__Assignment__. Continue the blog post about improvising a game of tetherball on the Tibetan plateau, picking up right after its last sentence.

__Text for analysis__.
***

They say that necessity is the mother of invention (shoutout to Schoolhouse Rock, which most scholars agree is the peak of western civilization). While this is certainly true, the progenitor of this saying never considered the importance of boredom as a factor. Sure, necessity produces useful inventions such as the lightbulb, the automobile, the telephone, and more, but boredom leads to a certain kind of creativity, one that leads to Tetherball in Tibet.

Let me back up a little first. Stepping into a valley of grassland after our first five hour trek, the group quickly came to the realization that, while beautiful, the entertainment options on the Tibetan plateau were lacking. Most of the group was just content to relax in our tent and enjoy the scenery. Nik, however, had no such idea in mind. No, the boredom was getting to him, forming in his head a scheme so crazy, it just might work. A little bit away from our tent was a very long cement pole (maybe 20+ feet?). My guess was that it was used for horses or extreme caber tossing (the lack of Scotsmen on the Tibetan plateau makes me think it was the first one).

Spying this pole, Nik decided that it would be perfect for, of all things, Tetherball. Now, at this point I was pretty sure that Nik was succumbing to altitude sickness, because this plan seemed doomed from the outset:
– The pole was too tall
– We had no ball
– Even if we had a ball, we had no method of securing the ball to the pole
– We were tired and wanted to sleep in the tent

Nik, in what was surely a burst of divine providence, didn’t take no for an answer. To solve the ball dilemma, he acquired the balloon that our instructor Zack found on the trek three hours prior. For some reason, Zack carried this mystery balloon the rest of the way. We quickly decided that this was going to be our ball…because it was shaped like a ball. Look, it’s not an exact science, okay?

***

__Entries shown__.
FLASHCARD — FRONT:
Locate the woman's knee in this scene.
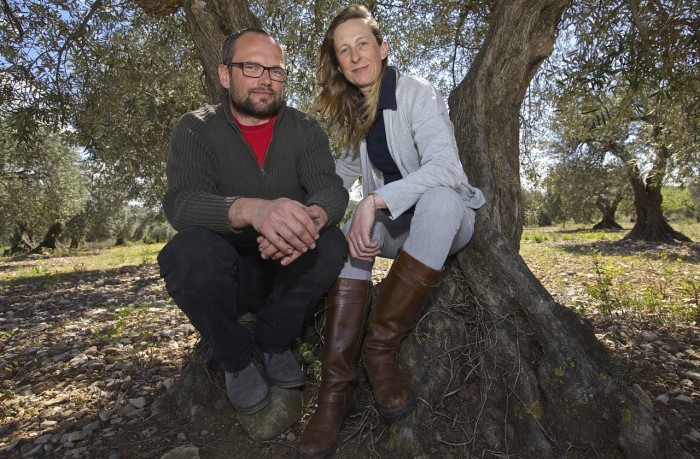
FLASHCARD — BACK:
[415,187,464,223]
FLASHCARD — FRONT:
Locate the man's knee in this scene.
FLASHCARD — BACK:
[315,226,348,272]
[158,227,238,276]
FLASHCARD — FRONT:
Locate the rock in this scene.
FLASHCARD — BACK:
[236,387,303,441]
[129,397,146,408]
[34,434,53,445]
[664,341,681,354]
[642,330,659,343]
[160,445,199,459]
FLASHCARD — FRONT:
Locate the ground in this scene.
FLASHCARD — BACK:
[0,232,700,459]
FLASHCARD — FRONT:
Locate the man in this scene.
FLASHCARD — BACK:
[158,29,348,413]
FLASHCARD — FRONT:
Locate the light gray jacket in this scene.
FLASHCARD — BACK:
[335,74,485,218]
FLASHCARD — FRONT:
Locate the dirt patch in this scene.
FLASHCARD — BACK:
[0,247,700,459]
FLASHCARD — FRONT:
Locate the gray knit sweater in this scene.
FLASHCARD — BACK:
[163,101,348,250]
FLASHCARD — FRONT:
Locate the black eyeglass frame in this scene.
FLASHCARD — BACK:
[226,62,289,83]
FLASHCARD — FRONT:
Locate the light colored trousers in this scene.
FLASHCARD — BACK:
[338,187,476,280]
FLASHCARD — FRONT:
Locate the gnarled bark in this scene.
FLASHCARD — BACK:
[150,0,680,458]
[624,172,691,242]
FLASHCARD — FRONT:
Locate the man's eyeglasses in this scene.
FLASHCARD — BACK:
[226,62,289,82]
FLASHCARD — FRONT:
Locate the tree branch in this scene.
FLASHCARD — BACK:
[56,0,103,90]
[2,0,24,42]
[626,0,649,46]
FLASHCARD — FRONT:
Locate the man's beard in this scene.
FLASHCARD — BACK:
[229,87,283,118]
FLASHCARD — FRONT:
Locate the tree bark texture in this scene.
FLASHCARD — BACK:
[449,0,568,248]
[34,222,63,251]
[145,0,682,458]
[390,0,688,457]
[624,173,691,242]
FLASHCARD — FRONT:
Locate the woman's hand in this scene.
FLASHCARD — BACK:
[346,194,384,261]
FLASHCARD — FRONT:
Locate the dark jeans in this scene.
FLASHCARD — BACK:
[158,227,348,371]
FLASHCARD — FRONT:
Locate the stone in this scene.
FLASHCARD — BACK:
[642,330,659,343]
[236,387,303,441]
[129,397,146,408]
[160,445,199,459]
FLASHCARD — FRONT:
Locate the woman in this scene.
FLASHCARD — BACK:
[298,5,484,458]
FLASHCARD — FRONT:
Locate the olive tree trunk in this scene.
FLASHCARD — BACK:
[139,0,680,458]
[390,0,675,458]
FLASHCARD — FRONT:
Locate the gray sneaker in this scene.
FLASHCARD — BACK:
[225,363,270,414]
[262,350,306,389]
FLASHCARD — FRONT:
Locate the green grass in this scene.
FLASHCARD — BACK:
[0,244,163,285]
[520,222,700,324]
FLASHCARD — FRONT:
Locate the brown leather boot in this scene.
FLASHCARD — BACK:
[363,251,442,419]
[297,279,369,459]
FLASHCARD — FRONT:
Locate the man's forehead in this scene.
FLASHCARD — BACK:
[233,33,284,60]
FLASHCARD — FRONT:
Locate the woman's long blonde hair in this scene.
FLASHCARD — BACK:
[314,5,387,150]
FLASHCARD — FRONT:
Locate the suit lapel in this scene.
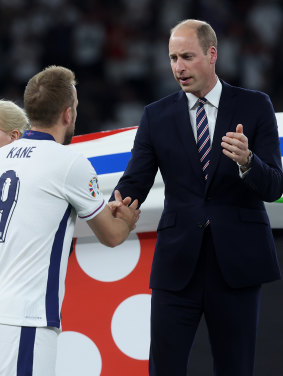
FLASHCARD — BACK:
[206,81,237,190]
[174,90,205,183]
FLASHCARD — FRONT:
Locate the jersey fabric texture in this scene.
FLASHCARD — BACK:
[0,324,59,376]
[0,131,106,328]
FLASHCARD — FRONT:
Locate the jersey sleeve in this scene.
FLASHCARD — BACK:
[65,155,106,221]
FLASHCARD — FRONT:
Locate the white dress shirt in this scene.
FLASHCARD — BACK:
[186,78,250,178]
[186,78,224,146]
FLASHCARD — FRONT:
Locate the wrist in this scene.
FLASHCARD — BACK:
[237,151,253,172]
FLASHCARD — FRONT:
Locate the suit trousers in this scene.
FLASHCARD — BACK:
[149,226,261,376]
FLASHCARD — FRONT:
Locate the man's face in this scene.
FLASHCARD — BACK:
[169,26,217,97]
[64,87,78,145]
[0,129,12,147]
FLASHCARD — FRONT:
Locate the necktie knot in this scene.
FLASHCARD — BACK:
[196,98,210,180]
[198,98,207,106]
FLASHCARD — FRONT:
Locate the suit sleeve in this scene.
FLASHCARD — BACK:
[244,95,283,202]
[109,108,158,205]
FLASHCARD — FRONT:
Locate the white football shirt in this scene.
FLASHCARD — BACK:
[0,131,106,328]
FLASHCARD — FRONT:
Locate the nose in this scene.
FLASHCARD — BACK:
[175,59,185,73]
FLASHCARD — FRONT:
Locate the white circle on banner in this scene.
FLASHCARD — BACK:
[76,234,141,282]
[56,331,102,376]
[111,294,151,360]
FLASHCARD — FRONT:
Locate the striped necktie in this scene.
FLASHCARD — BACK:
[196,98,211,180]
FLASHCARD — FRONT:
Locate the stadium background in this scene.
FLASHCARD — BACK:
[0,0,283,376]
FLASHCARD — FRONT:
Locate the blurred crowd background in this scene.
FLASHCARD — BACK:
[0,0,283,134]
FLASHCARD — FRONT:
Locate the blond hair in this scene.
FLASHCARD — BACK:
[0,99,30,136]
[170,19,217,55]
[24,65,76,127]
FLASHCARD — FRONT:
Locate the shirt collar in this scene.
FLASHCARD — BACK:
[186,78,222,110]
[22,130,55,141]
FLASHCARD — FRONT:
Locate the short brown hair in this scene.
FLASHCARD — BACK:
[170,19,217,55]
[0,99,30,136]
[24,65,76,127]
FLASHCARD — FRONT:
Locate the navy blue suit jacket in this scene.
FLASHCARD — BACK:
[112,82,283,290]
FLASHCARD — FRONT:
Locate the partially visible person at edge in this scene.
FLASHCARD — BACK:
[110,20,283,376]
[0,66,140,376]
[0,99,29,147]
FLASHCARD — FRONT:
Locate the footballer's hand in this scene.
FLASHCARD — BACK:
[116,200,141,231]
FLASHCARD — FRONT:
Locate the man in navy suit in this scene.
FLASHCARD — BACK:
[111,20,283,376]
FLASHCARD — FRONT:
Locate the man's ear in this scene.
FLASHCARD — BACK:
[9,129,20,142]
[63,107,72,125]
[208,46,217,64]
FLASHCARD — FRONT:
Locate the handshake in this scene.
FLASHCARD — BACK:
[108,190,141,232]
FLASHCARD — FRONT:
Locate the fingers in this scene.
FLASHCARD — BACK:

***

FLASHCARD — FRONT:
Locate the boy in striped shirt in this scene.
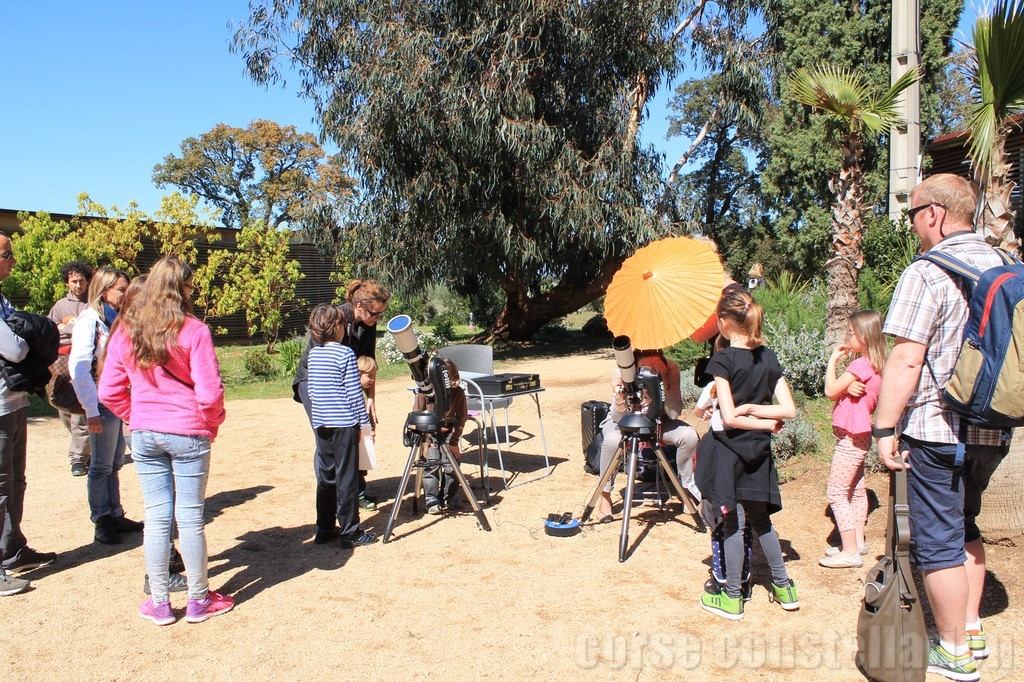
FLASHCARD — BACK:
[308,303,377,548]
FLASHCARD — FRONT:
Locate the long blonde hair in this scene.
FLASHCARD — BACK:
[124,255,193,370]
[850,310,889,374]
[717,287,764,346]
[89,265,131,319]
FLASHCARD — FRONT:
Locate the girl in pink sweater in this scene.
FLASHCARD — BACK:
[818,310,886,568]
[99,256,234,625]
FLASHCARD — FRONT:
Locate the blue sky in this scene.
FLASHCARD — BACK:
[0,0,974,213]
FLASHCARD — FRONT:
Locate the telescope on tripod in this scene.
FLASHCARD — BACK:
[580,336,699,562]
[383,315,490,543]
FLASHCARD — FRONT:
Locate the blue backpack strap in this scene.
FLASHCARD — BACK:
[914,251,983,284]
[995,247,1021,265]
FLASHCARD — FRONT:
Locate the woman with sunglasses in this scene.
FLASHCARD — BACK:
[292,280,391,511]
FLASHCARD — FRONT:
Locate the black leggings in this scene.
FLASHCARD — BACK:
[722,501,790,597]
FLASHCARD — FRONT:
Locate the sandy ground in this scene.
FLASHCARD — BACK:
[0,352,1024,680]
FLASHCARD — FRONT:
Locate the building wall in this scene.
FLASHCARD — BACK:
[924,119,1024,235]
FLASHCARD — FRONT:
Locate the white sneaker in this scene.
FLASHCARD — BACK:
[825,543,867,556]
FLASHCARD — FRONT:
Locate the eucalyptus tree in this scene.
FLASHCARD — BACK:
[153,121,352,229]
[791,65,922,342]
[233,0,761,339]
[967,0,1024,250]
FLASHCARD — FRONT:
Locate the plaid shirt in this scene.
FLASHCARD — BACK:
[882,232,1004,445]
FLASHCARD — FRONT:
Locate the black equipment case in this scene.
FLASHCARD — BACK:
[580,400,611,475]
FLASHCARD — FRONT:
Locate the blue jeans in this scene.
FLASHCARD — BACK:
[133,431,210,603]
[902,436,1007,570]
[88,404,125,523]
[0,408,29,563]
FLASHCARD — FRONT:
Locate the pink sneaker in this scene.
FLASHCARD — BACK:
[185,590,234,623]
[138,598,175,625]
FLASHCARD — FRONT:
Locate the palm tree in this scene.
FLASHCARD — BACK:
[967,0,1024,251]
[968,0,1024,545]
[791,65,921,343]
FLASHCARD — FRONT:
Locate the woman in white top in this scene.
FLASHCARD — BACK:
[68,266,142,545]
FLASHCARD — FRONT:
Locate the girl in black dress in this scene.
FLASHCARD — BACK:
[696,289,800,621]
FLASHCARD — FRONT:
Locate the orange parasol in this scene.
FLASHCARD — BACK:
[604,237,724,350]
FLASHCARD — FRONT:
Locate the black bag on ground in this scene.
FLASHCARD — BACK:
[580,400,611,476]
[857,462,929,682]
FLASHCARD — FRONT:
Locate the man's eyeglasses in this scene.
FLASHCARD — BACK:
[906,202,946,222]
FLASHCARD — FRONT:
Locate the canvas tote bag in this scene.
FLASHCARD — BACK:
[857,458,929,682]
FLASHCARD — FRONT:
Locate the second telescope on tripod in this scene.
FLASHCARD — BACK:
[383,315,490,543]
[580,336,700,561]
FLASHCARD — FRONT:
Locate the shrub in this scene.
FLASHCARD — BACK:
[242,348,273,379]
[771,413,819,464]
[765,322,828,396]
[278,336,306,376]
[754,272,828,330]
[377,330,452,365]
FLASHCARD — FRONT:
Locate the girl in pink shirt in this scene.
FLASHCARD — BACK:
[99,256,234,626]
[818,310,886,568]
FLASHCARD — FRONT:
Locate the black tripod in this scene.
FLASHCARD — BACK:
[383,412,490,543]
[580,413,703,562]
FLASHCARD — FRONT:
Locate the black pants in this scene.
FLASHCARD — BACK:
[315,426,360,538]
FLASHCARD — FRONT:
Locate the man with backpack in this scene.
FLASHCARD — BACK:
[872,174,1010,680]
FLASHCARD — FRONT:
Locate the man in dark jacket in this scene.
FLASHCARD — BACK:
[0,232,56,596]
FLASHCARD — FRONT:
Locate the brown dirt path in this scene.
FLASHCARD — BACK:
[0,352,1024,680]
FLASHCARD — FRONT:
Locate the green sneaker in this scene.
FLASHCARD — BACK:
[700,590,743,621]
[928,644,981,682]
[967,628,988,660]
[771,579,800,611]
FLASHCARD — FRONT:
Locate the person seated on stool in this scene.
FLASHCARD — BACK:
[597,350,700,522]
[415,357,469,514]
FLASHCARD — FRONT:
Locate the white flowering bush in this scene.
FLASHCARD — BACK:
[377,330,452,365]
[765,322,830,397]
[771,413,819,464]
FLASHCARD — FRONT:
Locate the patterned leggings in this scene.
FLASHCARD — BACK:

***

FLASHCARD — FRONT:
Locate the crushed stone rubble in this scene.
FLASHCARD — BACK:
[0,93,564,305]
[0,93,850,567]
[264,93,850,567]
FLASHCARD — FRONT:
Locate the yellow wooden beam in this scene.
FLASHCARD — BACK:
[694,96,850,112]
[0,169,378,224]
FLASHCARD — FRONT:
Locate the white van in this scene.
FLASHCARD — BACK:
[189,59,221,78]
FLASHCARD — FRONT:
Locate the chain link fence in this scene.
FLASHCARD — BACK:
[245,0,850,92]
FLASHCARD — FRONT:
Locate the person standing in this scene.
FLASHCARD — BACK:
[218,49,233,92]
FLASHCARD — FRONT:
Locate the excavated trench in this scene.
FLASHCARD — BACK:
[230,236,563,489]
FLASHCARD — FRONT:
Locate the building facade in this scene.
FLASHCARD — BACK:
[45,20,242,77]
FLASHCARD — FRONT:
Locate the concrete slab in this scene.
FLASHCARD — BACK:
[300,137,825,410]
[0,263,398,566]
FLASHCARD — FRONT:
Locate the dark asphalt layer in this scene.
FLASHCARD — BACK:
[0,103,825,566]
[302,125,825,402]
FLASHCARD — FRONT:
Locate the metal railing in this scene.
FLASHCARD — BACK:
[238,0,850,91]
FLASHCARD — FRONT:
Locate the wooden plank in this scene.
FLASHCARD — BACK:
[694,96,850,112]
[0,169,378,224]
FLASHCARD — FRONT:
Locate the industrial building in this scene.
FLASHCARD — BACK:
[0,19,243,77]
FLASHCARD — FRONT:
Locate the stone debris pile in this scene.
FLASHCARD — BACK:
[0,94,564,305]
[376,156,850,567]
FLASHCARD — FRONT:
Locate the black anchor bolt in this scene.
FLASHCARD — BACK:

***

__Answer to this problem__.
In what can only be attributed to Fortune herself, the balloon came with a string long enough to tie it to the pole. After tying it, however, we realized that that ball was much too light to actually play tetherball with, almost as though it was a balloon or something. To solve this, Nik took one of his shirts and wrapped it around the balloon to add more weight.

The next problem was that the balloon was much too low to the ground. To fix this, I got down on all fours and Nik stood on my back and shimmed the rope up…yeah, after the hike I was pretty out of it and didn’t ask many questions. After this, Noah and I played a test round, and it went poorly. Just did not feel like Tetherball. We moved the shirt around and tried different ways of folding it, but with mixed results. Sometimes it worked, but for the most part the shirt would fall off in a round or two.

After what was already several hours of “let’s-see-how-many-different-ways-we-can-put-a-shirt-on-a-ball”, Zack came over to offer us guidance in our experiential learning. His idea was to put a pair of long underwear over the shirt, and then use medical tape to create a stronger bond. After some more adjustments (this time with more long underwear)…it still fell apart after a maximum of two rounds.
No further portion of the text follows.